Can you reproduce word for word the stretch of items below, from the line containing "like x=547, y=324." through the line containing "x=500, y=48", with nothing before or after it?
== PROVIDED ENTRIES ==
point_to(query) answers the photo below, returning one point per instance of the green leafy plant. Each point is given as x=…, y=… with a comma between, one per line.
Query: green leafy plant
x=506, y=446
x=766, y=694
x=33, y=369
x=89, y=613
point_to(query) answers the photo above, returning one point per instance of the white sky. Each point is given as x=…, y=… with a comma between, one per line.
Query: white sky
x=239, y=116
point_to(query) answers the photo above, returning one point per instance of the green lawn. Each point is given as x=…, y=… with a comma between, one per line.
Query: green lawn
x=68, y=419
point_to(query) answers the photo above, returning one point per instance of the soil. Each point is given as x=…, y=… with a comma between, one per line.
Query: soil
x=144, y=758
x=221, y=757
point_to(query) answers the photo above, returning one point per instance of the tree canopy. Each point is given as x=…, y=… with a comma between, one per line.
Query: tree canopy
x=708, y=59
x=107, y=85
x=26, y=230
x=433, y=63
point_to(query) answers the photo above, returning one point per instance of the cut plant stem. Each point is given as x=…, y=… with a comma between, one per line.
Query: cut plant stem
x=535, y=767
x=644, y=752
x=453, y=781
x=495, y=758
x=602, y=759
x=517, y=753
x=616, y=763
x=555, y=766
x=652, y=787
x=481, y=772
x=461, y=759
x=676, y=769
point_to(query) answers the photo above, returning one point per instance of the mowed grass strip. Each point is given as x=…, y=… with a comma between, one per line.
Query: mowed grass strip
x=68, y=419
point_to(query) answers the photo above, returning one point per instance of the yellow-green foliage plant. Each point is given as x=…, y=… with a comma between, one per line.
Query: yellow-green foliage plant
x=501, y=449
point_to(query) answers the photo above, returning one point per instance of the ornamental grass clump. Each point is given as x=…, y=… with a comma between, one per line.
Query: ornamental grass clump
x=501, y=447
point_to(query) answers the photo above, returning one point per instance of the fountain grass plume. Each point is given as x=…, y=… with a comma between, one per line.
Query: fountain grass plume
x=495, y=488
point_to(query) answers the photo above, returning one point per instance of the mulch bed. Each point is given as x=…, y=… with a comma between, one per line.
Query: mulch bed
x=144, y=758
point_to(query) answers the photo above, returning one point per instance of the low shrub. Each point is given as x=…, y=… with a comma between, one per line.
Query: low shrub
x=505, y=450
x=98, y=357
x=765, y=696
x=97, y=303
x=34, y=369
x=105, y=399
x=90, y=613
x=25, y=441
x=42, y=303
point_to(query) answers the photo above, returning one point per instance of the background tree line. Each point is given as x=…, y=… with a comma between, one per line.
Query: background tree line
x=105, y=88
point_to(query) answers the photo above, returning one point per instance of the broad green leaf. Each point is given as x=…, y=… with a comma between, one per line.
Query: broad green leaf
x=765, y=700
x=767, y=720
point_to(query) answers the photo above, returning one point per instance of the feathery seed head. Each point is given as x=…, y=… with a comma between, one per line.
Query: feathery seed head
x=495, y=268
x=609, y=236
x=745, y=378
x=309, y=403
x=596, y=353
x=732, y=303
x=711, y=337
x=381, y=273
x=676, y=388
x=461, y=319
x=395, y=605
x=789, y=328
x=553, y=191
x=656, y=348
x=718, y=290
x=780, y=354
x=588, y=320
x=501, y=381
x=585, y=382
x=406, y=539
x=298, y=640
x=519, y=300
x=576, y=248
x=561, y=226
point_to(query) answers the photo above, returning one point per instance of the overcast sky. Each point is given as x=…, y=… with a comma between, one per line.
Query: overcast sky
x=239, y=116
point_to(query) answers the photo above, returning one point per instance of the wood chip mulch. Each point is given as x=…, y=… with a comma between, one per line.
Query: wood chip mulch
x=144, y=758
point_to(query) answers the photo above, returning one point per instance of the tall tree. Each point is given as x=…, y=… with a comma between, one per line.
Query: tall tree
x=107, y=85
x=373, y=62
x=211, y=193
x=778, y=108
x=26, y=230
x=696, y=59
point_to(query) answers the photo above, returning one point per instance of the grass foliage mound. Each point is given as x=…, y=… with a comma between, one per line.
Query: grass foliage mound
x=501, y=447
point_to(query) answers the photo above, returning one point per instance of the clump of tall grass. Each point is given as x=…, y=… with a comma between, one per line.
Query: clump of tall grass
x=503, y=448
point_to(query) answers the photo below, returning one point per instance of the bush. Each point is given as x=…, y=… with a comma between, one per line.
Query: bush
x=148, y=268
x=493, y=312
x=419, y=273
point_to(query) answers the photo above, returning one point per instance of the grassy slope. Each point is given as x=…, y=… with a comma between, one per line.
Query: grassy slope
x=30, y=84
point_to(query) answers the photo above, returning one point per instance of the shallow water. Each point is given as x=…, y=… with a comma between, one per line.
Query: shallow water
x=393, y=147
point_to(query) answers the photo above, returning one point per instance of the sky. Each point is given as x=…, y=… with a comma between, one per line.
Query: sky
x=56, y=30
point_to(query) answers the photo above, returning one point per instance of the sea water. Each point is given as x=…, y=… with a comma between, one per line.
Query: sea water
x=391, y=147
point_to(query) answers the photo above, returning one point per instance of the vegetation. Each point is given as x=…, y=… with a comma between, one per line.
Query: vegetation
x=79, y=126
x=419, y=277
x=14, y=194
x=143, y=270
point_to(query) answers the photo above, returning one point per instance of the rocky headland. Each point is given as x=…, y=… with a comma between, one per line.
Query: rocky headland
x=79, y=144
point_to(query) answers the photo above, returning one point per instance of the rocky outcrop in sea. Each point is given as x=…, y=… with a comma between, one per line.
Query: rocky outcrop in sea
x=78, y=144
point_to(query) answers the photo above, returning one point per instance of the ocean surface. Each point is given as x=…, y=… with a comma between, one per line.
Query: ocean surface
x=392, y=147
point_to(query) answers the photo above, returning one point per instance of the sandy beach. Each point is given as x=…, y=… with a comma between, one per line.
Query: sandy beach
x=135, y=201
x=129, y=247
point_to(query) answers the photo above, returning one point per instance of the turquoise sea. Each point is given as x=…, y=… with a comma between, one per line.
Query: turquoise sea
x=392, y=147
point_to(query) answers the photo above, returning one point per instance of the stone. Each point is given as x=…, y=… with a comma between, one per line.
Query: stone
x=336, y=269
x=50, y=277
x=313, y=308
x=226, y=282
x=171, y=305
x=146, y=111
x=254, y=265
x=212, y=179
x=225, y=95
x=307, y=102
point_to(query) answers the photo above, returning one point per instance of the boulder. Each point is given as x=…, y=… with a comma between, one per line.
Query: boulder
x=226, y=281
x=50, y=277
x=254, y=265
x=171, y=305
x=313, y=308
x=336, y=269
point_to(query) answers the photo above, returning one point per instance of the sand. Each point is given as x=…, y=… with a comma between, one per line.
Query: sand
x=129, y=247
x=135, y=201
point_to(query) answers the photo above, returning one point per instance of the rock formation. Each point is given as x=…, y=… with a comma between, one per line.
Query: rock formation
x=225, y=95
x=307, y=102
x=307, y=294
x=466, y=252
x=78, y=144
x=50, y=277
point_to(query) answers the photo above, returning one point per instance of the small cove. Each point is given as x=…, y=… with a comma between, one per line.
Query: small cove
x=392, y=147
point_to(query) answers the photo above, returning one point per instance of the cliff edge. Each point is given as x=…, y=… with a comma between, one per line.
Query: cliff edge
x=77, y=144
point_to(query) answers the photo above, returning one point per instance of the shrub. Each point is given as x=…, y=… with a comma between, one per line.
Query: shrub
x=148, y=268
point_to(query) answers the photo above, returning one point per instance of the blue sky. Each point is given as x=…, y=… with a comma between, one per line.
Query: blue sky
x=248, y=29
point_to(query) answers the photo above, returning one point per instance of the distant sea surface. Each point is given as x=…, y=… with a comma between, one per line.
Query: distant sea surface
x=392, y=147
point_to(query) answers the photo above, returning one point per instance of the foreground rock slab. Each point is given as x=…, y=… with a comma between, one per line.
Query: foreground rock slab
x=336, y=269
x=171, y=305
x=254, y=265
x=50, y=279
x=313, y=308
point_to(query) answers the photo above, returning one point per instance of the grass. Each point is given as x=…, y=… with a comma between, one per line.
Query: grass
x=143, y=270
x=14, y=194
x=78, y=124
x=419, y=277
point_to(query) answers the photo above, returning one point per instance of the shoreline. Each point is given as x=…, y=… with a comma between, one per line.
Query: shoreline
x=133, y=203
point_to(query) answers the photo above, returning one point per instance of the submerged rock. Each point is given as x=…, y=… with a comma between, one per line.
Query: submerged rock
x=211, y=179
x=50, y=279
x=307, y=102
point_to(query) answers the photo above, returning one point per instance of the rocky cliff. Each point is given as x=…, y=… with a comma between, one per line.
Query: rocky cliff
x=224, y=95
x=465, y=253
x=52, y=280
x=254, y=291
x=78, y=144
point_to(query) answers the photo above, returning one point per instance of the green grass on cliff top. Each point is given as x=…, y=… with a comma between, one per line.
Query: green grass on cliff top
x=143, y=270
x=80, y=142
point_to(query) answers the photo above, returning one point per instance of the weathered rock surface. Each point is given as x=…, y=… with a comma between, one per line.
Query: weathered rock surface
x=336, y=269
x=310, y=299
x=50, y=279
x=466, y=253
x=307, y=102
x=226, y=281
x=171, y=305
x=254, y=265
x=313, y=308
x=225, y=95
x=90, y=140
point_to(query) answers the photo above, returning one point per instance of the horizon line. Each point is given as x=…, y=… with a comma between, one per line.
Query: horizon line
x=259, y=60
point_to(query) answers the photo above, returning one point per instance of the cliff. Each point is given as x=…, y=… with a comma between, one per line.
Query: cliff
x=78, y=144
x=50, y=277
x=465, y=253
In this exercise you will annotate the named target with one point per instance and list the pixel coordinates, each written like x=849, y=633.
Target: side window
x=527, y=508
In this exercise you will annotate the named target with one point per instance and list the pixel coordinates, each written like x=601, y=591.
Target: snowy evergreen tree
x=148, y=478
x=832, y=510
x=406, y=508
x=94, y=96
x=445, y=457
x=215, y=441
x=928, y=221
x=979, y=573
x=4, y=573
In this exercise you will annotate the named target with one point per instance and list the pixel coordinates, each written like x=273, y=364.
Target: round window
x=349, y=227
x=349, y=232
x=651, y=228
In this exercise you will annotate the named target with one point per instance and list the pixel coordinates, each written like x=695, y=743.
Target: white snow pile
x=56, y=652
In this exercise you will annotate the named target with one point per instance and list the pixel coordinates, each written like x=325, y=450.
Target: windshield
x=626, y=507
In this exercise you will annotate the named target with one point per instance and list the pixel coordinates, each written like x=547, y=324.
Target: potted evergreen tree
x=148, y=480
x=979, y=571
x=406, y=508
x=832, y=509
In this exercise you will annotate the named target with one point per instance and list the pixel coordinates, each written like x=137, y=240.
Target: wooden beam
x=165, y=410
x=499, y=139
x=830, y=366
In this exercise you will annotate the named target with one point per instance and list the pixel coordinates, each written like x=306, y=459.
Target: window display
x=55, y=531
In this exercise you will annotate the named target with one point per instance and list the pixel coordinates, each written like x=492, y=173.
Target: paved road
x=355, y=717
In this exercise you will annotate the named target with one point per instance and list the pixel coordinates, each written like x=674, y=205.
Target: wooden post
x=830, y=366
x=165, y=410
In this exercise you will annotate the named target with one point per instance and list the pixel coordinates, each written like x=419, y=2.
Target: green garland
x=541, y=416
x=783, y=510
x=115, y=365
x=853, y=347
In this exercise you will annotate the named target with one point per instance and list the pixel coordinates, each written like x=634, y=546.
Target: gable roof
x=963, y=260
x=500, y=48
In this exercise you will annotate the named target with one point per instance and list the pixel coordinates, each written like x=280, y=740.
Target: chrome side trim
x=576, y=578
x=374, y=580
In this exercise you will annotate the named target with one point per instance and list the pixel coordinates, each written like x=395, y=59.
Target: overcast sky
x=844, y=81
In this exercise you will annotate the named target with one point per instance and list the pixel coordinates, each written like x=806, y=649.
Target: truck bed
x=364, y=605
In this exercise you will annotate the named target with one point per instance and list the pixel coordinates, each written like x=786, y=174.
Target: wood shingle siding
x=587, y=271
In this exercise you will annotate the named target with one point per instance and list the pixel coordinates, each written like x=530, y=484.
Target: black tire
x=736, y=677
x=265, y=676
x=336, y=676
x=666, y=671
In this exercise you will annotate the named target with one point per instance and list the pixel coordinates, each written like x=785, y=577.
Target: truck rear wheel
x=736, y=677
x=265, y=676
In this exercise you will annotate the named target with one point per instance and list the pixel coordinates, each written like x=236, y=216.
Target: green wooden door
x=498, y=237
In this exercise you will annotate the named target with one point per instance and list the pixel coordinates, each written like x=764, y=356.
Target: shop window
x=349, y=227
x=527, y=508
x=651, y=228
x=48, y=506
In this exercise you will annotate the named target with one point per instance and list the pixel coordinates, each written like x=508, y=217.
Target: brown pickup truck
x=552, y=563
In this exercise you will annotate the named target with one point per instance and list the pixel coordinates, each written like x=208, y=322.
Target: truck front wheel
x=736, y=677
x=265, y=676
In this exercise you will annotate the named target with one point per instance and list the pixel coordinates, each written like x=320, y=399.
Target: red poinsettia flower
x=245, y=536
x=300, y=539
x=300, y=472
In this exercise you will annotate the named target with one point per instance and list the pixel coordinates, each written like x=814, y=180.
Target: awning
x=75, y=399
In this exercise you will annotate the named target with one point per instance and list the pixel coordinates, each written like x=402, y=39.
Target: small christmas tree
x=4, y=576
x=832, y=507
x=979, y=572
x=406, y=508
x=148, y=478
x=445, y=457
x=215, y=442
===
THE RESULT:
In this exercise you will annotate the named target with one point per instance and list the pixel coordinates, each written like x=547, y=324.
Target: potted evergreen tree
x=148, y=480
x=979, y=571
x=406, y=508
x=832, y=509
In this exercise you will annotate the named target with one point per instance and list the pixel coordinates, each written like x=137, y=240.
Target: wooden beam
x=165, y=410
x=499, y=139
x=830, y=366
In this exercise you will annotate the named target with one point per instance and list the pixel coordinates, each written like x=306, y=459.
Target: window display
x=55, y=531
In this exercise you will annotate the named target with one point per instance and list the pixel coordinates, each written like x=492, y=173.
Target: paved road
x=355, y=717
In this exercise you will annotate the named target with one point per instance and list the pixel coordinates, each written like x=674, y=205.
Target: wooden post
x=830, y=366
x=165, y=410
In this exercise you will annotate the named target with one point per instance and list the pixel coordinates, each written like x=419, y=2.
Target: green garland
x=541, y=416
x=783, y=510
x=115, y=365
x=853, y=347
In this exercise you will annotate the named target with one point per instance and list the pixel coordinates, each written like x=634, y=546.
Target: gable roof
x=963, y=260
x=500, y=48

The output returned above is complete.